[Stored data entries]
* * * * *

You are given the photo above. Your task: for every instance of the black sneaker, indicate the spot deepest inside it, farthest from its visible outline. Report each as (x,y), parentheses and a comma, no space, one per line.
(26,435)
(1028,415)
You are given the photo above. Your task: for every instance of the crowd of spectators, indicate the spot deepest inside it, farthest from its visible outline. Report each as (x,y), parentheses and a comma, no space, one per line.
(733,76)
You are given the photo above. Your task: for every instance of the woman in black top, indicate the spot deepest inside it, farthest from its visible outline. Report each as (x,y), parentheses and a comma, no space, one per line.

* * * * *

REQUIREMENT:
Reproduce the entries above in full, precisely as written.

RESPONSE TO THE TASK:
You are given the photo above. Your task: for every instance of the black sneaker, indicate the spot deepest inside it, farthest from its visible outline. Report each as (x,y), parentheses and a comma, no space, one per line.
(26,435)
(1028,415)
You are given the photo above. Your task: for every instance of the crowd of spectators, indicate the spot deepest inside it, farthest from its visible outline. Report each as (x,y), parentheses and a comma, no space, one per line.
(733,76)
You are given the photo above. Your task: for every instance of the woman in black top, indicate the spot deepest inside it, farthest from its visible outline. Report each as (x,y), parentheses and a comma, no space, one per line.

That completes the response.